┌─ Texte fourni

Conversation avec le moine du Mont-Saint-Michel
Le Horla
Guy de Maupassant (1850-1893), auteur ; William Julian-Damazy (1865-1910), illustrateur ; Georges Lemoine, Paris, P. Ollendorff, 1908.
BnF, département Littérature et Art, 8-Y2-53673
© Bibliothèque nationale de France
Dans la nouvelle Le Horla de Maupassant, l’épisode du mont Saint-Michel semble n’être qu’une digression narrative, une échappatoire pour le narrateur qui sent la folie de gagner. Cependant, la description de ce « bijou de granit » orné « de chimères, de diables, de bêtes fantastiques, de fleurs monstrueuses » et l’évocation de légendes moyenâgeuses attaché au lieu renforcent la dimension fantastique du récit.

└─

→ **Consigne écrite 1**
Pouvez-vous recopier, parmi les entrées, le passage qui s'ouvre sur la ligne contenant « turquoise jacket and » et se ferme sur la ligne contenant « Target: crowd of people », ces deux lignes incluses ?
Le texte et les entrées n'ont aucun rapport entre eux.

┌─ Données affichées

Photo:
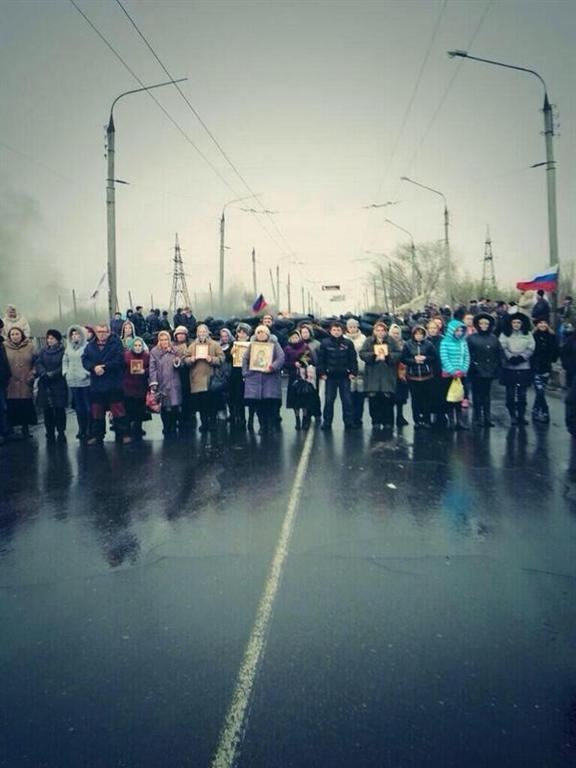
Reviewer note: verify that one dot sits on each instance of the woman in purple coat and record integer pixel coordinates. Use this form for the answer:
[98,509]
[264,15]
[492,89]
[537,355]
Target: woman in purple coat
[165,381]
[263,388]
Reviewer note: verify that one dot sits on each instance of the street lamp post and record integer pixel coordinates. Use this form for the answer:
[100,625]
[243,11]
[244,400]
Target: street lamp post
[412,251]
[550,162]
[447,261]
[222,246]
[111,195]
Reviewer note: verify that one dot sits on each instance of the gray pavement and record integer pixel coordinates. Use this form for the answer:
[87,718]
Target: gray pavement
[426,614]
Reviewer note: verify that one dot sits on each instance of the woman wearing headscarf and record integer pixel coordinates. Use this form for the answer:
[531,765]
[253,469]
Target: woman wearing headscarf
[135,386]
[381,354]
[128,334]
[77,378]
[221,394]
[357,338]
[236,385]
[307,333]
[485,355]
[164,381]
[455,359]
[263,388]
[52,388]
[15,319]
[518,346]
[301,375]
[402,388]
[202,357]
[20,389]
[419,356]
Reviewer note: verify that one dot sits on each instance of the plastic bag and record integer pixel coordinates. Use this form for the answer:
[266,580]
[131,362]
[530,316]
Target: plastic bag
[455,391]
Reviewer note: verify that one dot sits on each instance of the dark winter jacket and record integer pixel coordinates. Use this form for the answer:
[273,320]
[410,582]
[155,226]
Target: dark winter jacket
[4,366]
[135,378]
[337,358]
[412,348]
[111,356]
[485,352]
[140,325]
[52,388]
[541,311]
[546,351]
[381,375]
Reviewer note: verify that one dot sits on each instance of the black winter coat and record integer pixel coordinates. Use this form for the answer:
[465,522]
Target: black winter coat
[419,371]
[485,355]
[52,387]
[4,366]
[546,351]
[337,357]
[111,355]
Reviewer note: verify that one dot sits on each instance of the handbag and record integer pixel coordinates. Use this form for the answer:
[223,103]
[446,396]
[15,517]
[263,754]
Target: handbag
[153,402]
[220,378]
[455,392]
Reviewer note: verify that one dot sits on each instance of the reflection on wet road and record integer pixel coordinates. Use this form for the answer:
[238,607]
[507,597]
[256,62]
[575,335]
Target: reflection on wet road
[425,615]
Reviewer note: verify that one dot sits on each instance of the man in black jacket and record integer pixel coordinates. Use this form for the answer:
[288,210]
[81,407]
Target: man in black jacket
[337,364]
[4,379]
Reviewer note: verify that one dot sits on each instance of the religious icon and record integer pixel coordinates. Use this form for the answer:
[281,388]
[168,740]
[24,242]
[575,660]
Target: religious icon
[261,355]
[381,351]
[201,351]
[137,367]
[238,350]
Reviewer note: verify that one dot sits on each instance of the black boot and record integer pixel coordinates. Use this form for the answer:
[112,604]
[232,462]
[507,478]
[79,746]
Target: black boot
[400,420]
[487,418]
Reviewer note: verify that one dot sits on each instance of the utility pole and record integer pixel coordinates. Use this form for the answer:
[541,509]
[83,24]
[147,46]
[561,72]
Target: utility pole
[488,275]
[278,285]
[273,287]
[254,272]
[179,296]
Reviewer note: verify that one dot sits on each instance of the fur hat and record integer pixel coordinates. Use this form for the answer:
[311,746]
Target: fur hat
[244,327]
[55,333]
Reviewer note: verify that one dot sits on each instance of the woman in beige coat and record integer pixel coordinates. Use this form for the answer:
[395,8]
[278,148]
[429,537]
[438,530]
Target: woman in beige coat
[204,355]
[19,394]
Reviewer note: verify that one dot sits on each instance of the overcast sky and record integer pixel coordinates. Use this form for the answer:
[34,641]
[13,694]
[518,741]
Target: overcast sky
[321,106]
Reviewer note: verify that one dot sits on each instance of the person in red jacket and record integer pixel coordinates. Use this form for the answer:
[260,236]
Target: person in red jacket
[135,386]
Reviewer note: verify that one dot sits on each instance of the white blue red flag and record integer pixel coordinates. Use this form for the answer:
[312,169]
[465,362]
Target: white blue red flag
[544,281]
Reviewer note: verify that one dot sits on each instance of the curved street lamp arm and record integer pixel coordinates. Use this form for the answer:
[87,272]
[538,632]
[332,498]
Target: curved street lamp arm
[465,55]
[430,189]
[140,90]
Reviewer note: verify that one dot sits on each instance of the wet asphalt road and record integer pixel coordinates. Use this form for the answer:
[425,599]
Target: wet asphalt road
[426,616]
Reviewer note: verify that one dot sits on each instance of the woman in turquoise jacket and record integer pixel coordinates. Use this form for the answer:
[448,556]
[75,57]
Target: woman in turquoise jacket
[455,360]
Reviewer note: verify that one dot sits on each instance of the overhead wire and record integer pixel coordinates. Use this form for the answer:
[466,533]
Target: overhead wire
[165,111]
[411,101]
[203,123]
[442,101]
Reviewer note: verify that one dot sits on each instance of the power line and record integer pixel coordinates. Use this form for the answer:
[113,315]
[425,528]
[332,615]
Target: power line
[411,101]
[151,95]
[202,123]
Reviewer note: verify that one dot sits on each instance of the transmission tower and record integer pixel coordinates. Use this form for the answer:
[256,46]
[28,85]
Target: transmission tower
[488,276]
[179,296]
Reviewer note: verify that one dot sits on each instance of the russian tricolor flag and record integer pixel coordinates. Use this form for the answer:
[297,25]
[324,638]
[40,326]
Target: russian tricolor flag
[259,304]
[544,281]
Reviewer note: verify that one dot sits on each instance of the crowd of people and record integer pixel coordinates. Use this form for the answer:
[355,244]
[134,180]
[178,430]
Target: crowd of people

└─
┌─ Données affichées

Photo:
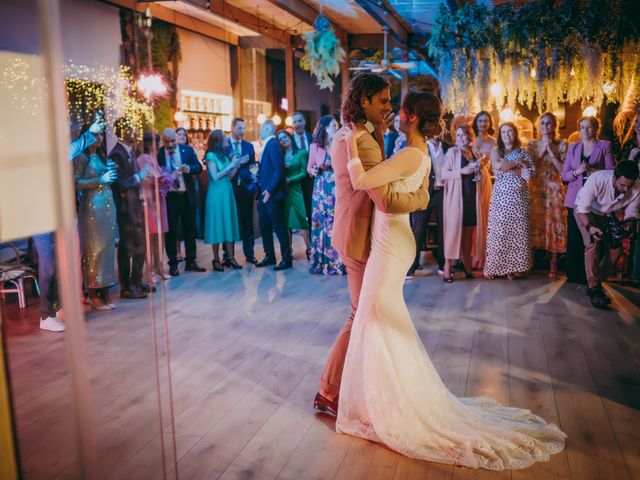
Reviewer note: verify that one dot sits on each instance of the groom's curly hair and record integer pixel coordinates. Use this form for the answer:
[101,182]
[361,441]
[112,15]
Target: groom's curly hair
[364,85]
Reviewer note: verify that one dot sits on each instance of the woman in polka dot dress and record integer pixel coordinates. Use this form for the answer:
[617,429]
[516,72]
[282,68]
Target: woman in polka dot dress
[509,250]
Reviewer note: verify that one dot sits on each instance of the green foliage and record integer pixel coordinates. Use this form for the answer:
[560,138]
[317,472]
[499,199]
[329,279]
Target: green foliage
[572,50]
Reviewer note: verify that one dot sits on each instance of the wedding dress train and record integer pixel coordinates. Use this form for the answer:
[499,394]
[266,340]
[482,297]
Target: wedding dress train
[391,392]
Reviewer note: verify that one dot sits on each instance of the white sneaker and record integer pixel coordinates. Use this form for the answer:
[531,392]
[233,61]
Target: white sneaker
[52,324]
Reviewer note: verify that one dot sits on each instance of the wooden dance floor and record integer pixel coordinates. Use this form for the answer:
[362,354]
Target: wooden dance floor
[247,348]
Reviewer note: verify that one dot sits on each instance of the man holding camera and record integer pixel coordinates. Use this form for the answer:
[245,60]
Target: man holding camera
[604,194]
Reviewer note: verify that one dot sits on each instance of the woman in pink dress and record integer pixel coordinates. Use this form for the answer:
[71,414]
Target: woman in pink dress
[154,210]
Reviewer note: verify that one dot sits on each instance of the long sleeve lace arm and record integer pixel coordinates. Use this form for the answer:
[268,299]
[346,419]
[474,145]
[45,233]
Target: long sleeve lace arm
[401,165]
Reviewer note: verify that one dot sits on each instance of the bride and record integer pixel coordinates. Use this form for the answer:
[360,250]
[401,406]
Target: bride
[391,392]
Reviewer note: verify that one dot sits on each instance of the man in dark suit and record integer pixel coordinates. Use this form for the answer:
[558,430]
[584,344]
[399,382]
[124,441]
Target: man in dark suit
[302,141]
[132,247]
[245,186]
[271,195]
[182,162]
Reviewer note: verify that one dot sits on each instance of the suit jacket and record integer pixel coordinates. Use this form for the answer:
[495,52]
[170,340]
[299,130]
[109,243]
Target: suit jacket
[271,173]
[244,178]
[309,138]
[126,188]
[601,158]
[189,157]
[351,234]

└─

→ **Consigne écrite 2**
Pouvez-vous prolonger le texte sur l'épisode du mont Saint-Michel dans Le Horla à partir de sa dernière phrase ?

→ **Résultat attendu 1**
Reviewer note: verify that one dot sits on each instance of the woman in turquoise jacket and record integer pixel coordinates. Use this form for the answer:
[448,556]
[75,57]
Target: woman in turquoise jacket
[455,360]
Reviewer note: verify that one dot sits on each instance of the overhead wire and record integer pixel coordinates. Use this form for the answer:
[466,533]
Target: overhead wire
[165,111]
[411,101]
[203,123]
[442,101]
Reviewer note: verify that one dot sits on each instance of the power line and record integer pixel coordinates. Use this form for the answer:
[113,315]
[425,528]
[332,615]
Target: power line
[411,101]
[151,95]
[202,123]
Reviewer note: verify that one dot sits on each instance of the transmission tower and record integer pixel coordinates. Use this form for the answer:
[256,46]
[28,85]
Target: transmission tower
[488,276]
[179,296]
Reviewer note: verify that one dot sits on each instance of the russian tricolor flag and record integer pixel coordinates. Use this form for the answer:
[297,25]
[324,638]
[40,326]
Target: russian tricolor flag
[259,304]
[544,281]
Reviewer note: verify that one dot sits on each instance of the crowd of people and record integer pixel coordinates. Use this form for the answer:
[355,244]
[134,180]
[178,430]
Target: crowd of people

→ **Résultat attendu 2**
« 2 juillet. — Je rentre. Je suis guéri. J'ai fait d'ailleurs une excursion charmante. J'ai visité le mont Saint-Michel que je ne connaissais pas. […]
Et le moine me conta des histoires, toutes les vieilles histoires de ce lieu, des légendes, toujours des légendes. […]
Je dis au moine : « Y croyez-vous ? »
Il murmura : « Je ne sais pas. »
Je repris : « S'il existait sur la terre d'autres êtres que nous, comment ne les connaîtrions-nous point depuis longtemps; comment ne les auriez-vous pas vus, vous? comment ne les aurais-je pas vus, moi ? »
Il répondit : «Est-ce que nous voyons la cent millième partie de ce qui existe? Tenez, voici le vent, qui est la plus grande force de la nature, qui renverse les hommes, abat les édifices, déracine les arbres, soulève la mer en montagnes d'eau, détruit les falaises, et jette aux brisants les grands navires, le vent qui tue, qui siffle, qui gémit, qui mugit, — l'avez-vous vu, et pouvez-vous le voir? Il existe, pourtant.
Je me tus devant ce simple raisonnement. Cet homme était un sage ou peut-être un sot. Je ne l'aurais pu affirmer au juste; mais je me tus. Ce qu'il disait là, je l'avais pensé souvent. »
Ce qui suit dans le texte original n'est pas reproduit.